**Natural language region descriptions**:
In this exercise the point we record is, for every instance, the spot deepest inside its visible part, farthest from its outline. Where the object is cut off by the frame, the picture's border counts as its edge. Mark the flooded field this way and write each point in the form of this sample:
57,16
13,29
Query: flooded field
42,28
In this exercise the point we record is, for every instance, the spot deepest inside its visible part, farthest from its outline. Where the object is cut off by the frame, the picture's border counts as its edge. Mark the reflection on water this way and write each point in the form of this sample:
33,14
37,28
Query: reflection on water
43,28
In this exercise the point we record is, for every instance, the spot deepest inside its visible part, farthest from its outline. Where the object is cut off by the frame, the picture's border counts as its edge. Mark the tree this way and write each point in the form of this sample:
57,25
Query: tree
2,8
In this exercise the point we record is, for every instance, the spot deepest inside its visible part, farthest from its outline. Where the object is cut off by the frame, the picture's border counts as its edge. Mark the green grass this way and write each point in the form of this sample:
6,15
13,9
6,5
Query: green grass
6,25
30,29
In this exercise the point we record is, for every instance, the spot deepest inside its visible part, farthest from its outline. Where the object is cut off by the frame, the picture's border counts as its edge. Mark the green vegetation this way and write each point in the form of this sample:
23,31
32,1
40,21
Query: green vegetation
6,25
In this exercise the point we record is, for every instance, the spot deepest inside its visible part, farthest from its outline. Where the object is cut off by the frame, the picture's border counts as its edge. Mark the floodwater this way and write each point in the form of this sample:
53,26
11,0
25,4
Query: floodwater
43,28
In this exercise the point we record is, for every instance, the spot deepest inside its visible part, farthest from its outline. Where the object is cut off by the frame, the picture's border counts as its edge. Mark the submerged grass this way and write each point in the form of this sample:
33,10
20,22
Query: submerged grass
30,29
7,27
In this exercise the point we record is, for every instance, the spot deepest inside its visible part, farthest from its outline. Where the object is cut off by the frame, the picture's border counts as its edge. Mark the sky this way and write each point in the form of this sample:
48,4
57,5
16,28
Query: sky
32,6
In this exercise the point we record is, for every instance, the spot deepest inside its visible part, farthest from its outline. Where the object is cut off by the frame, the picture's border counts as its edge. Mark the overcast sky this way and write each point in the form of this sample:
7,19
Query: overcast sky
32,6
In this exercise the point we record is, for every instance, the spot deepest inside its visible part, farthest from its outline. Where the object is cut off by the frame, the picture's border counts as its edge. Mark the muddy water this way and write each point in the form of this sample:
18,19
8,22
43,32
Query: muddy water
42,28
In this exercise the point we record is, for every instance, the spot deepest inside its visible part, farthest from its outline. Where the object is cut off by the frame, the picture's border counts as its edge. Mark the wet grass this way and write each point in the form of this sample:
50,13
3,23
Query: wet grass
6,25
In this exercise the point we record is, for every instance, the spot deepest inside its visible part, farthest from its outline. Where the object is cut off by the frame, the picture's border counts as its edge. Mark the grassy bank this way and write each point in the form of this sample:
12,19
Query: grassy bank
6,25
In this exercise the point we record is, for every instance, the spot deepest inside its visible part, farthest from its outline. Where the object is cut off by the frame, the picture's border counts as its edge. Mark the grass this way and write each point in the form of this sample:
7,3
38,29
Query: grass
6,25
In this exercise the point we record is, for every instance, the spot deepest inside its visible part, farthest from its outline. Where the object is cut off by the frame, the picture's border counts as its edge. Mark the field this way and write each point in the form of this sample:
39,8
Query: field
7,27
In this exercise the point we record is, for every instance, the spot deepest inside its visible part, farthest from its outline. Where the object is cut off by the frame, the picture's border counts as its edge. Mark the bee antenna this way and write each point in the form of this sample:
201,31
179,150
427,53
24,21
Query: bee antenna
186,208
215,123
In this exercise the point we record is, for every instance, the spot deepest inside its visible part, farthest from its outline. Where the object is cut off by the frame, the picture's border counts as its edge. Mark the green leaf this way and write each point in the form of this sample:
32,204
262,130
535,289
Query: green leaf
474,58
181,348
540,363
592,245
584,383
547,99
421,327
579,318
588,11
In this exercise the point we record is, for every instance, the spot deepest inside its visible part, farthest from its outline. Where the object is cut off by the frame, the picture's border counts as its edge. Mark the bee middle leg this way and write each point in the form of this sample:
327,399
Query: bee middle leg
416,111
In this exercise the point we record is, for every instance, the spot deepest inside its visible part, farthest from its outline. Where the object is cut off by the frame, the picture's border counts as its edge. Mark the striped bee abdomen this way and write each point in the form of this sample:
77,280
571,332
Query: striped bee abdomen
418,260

**ASSIGNMENT**: Starting at the line that holds "Query: bee middle leg", retype each line exactly through the end of the entries, both ends included.

**WRITTEN RESPONSE**:
Query: bee middle leg
416,111
In this exercise the point we record is, for every instance, the spot deepest inside its visible part, farthest from its outline. Where the object is cut off by the frame, the picture's border counts as its edge. Mark the striped bee abdomen this way and write each point in the form of this sample:
77,280
571,332
Query: striped bee abdomen
418,260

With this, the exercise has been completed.